- Task brief -
Could you write out every line from the start of the items down to the line containing "402,262 -> 640,328", adding 116 to each bounding-box coordinate in the answers and leaving all other lines as they are?

#####

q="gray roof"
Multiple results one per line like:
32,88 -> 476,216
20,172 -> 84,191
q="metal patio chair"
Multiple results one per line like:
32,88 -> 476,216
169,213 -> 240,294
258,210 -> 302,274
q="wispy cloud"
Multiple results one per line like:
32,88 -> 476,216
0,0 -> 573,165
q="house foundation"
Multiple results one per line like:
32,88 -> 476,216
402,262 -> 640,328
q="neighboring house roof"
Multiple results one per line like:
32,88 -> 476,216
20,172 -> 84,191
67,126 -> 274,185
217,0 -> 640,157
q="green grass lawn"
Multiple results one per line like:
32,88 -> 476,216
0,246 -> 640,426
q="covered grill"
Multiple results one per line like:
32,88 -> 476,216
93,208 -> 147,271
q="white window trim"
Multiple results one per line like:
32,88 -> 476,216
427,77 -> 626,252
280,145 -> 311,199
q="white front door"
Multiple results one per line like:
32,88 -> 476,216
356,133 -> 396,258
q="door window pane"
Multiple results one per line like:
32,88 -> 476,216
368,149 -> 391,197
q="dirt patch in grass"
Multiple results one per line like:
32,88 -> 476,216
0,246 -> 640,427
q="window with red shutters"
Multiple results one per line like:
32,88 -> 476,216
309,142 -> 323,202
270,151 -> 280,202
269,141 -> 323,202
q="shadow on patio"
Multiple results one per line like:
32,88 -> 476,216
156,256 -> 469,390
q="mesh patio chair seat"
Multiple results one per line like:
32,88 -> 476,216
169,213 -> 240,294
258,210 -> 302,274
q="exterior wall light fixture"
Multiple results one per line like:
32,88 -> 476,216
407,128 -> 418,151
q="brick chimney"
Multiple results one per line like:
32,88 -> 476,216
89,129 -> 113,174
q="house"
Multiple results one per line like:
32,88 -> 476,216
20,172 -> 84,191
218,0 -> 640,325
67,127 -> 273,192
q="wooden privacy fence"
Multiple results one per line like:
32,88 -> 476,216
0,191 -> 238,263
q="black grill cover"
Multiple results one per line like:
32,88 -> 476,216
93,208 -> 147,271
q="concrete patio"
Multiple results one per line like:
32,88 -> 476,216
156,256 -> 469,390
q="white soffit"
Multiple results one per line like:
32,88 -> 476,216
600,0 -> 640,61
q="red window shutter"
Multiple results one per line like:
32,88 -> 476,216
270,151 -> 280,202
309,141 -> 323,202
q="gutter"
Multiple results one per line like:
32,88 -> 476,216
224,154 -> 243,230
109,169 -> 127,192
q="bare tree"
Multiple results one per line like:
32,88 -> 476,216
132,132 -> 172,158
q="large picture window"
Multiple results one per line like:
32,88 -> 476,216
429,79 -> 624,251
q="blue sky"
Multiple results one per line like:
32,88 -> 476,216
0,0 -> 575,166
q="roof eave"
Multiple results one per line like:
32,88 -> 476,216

#####

- Result of the task -
q="gray roof"
Multiple results one per line like:
32,88 -> 476,216
136,288 -> 200,307
q="metal patio chair"
Multiple results one per line like:
32,88 -> 476,216
285,329 -> 356,410
374,326 -> 418,390
q="wispy cloud"
Multiple results one per line like:
32,88 -> 476,216
116,116 -> 689,281
q="house foundation"
Multiple results one per line like:
32,88 -> 476,216
518,378 -> 756,444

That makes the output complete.